YOUR OBJECTIVE – Output the records. Match them exactly.

RECORDS TO USE –
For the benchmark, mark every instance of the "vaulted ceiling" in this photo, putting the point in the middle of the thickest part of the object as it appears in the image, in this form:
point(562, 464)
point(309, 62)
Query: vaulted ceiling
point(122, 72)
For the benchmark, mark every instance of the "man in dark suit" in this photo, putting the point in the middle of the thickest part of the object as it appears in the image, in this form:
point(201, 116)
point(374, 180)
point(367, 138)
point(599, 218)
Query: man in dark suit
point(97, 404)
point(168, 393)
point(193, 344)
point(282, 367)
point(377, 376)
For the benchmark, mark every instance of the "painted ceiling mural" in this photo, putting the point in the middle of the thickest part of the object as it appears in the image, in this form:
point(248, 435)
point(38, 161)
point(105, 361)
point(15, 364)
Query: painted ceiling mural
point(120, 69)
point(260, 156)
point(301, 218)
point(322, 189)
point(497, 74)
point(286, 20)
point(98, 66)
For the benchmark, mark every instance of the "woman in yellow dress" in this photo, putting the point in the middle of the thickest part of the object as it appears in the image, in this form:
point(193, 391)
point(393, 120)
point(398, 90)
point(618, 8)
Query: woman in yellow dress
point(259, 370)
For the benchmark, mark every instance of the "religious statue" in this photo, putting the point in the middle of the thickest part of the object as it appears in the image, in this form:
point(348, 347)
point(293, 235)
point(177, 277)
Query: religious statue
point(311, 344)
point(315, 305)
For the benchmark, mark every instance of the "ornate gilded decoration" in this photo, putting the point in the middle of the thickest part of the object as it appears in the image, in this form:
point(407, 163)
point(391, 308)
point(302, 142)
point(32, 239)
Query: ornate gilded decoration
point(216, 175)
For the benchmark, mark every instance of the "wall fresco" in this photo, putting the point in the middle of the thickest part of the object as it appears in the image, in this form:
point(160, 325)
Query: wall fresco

COMPLETED EXERCISE –
For the benchmark, mark every instance of the "vaulted ceiling" in this photo, putting the point in the middle of the thickest part of the object as it appears in the image, in this form:
point(562, 464)
point(309, 62)
Query: vaulted ceiling
point(122, 72)
For the benchmark, mark every instance of the "man in dark suit" in this photo, putting the point in the middle of the thickest part of the object as it appears in the image, in this form:
point(201, 116)
point(374, 180)
point(367, 138)
point(599, 218)
Query: man in dark suit
point(97, 404)
point(168, 393)
point(193, 344)
point(282, 367)
point(377, 376)
For the benchmark, mark every instance of the "painted ceiling mural" in this photo, putting the point in the middle of the thickest part of the object as it appears in the image, in this form:
point(248, 435)
point(38, 161)
point(105, 361)
point(15, 364)
Query: painted ceiling mural
point(120, 69)
point(260, 156)
point(301, 218)
point(322, 189)
point(497, 74)
point(286, 20)
point(98, 66)
For the benchmark, mark every instance of the "woman in yellow dress" in this photo, putting the point in the middle of the thickest part of the object as it appears in the image, in this form:
point(193, 391)
point(393, 120)
point(398, 90)
point(618, 8)
Query: woman in yellow dress
point(259, 370)
For the benchmark, mark every instance of the "religious statue" in this photo, putting the point in the middle of the thickest part of the object as it appears in the image, in this form:
point(348, 347)
point(293, 235)
point(177, 277)
Query: religious statue
point(311, 344)
point(315, 305)
For the benchmark, mark every instance of the "ornate gilded decoration" in this photo, putting the point in the middle of the thickest part of the object as it appears in the image, in this form:
point(407, 163)
point(391, 308)
point(302, 142)
point(32, 239)
Query: ornate gilded decoration
point(216, 175)
For the benchmark, mark every instance of the "wall fresco" in this photo, putting the point in the middle of the thickest part of the object as it appears in the image, in this form:
point(160, 325)
Query: wall fresco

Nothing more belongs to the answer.